Work task A
In the page on AI and data integration, give the passage from "Working in consulting" up to and including "think they have." again, substituting "night vision" for "X-ray vision".
Work task B
In the page on AI and data integration, what percentage of business leaders in the survey said their companies plan to implement data modernization efforts in 2024?

Page excerpt

§

The AI Evolution: Approaching Data and Integration

“I’ve seen things you people wouldn’t believe.”
– Roy Batty, Blade Runner

Working in consulting gives you a kind of X-ray vision. You walk into a room with a new client and they start listing all the reasons they’re unique—how no one understands their business, how their systems are one-of-a-kind, how the complexity of what they do defies replication. And sure, some of that is true. Every organization has things that make it unique and its oddities. But once you get past the surface, you usually find something that feels familiar: a recognizable business structure layered with years of adaptations, workarounds, and mismatched systems that were never quite built to talk to each other.

When it comes to AI, this same story plays out over and over again. We start talking about the opportunities—where it could go, what it might unlock—and then we hit the same wall: the data. Or more accurately, the data they think they have.

Here are some common refrains I’ve heard across industries:

• “Those two systems don’t talk to each other.”

• “That data is stored in PDFs we print and file away.”

• “We purge that information every few months because of compliance.”

• “It’s in SharePoint. Somewhere. Maybe.”

• “Our marketing and sales platforms use different ID systems, so we can’t link anything.”

None of these answers are surprising. What’s surprising is how often people are still shocked when their AI project struggles to get off the ground.

In our survey, 44% of business leaders said that their companies are planning to implement data modernization efforts in 2024 to take better advantage of Gen AI.

PWC 2024 AI Business Predictions

This chapter is about getting real about your data. Before you can build intelligent systems, you have to integrate them. And before you can integrate them, you have to understand what data you have, where it lives, what shape it’s in, and whether it’s even useful in the first place.

Most companies assume their data is more usable than it actually is, which creates the Illusion of Readiness.

They picture their systems like neat rows of filing cabinets, all labeled and accessible. The reality is more like a junk drawer: some useful stuff, some random receipts, and a bunch of keys no one remembers the purpose of.

And here’s the kicker: AI doesn’t just use data. It relies on it. Feeds off it. Becomes it. If you give it bad data, it doesn’t know any better. It won’t tell you it’s confused. It will confidently give you the wrong answer—and that can have consequences.

§

Dataset entries
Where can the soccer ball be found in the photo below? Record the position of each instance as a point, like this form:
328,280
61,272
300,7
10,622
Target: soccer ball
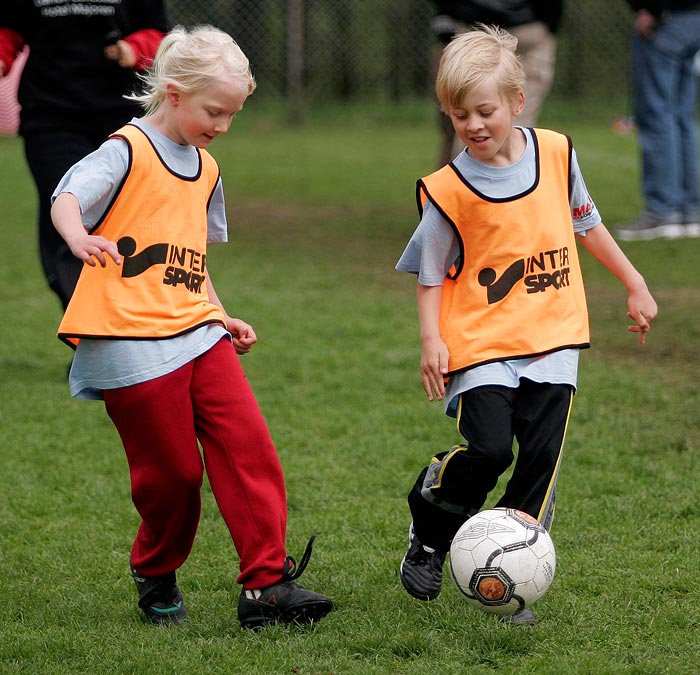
502,560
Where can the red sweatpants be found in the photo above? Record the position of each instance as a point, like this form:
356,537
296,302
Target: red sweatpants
160,423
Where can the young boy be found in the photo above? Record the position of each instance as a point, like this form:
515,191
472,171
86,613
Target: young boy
155,342
501,303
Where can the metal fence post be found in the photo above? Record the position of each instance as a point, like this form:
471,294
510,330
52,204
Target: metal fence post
295,59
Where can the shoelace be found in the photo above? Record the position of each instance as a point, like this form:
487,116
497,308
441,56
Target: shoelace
291,571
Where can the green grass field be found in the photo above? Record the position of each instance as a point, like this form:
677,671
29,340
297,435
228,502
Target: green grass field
318,217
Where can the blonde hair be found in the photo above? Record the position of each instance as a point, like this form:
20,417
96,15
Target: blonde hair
191,59
475,57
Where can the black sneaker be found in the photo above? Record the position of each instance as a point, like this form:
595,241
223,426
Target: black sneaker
160,598
525,617
285,601
421,569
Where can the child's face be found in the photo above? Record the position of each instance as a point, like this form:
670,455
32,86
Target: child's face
198,118
484,123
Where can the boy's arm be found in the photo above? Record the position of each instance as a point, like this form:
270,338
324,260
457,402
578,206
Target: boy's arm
641,307
243,335
434,354
65,214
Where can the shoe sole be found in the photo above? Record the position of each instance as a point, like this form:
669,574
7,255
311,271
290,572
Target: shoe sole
301,614
524,618
424,597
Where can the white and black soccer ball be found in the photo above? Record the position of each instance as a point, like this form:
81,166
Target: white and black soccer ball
502,560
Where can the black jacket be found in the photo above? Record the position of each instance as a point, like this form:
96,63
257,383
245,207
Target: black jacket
67,81
658,7
504,13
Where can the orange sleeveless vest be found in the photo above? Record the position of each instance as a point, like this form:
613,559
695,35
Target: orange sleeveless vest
159,221
516,290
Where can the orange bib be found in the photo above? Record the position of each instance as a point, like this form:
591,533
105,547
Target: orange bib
159,221
516,290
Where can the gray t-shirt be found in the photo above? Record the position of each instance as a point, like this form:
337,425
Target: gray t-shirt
433,249
109,364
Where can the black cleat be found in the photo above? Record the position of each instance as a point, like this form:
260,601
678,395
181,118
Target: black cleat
285,601
421,569
160,598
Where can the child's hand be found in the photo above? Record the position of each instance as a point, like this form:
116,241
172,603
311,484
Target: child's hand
641,308
244,336
433,368
88,246
122,53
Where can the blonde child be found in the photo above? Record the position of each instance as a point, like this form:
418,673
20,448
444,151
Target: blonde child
154,341
501,303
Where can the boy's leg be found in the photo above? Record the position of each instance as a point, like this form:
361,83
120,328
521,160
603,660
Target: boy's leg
155,422
242,464
455,486
445,495
540,420
247,481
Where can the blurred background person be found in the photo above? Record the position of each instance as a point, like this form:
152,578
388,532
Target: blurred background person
665,40
9,107
82,58
533,22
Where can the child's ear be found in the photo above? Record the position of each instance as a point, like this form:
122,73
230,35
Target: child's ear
173,94
519,104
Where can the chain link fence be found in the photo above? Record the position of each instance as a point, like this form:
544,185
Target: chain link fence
311,51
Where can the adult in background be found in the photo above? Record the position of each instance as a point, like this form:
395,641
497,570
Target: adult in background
533,22
83,57
665,40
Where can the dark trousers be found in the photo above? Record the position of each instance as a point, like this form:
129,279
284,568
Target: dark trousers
49,155
490,418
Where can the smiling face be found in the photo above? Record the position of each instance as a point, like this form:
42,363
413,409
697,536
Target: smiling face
483,120
197,118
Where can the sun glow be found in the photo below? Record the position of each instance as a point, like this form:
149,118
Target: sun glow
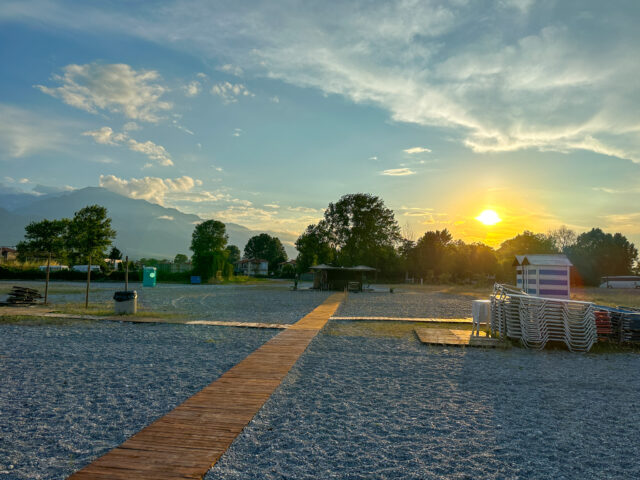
488,217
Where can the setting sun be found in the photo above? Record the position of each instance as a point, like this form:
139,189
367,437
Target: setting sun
488,217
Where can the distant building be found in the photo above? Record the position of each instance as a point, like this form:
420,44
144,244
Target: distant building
544,275
328,277
251,267
293,263
55,268
7,254
84,268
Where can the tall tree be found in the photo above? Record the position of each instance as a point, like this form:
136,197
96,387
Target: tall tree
46,237
431,253
208,243
563,237
266,247
114,255
313,248
596,254
180,258
233,254
89,234
362,230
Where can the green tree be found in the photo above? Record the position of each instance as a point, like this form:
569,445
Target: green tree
46,237
431,253
114,255
596,254
233,254
314,248
362,230
89,234
266,247
563,237
181,258
208,243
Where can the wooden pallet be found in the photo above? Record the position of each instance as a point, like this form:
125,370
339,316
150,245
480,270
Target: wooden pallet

§

Task response A
Working in consulting gives you a kind of night vision. You walk into a room with a new client and they start listing all the reasons they’re unique—how no one understands their business, how their systems are one-of-a-kind, how the complexity of what they do defies replication. And sure, some of that is true. Every organization has things that make it unique and its oddities. But once you get past the surface, you usually find something that feels familiar: a recognizable business structure layered with years of adaptations, workarounds, and mismatched systems that were never quite built to talk to each other.

When it comes to AI, this same story plays out over and over again. We start talking about the opportunities—where it could go, what it might unlock—and then we hit the same wall: the data. Or more accurately, the data they think they have.

Task response B
44%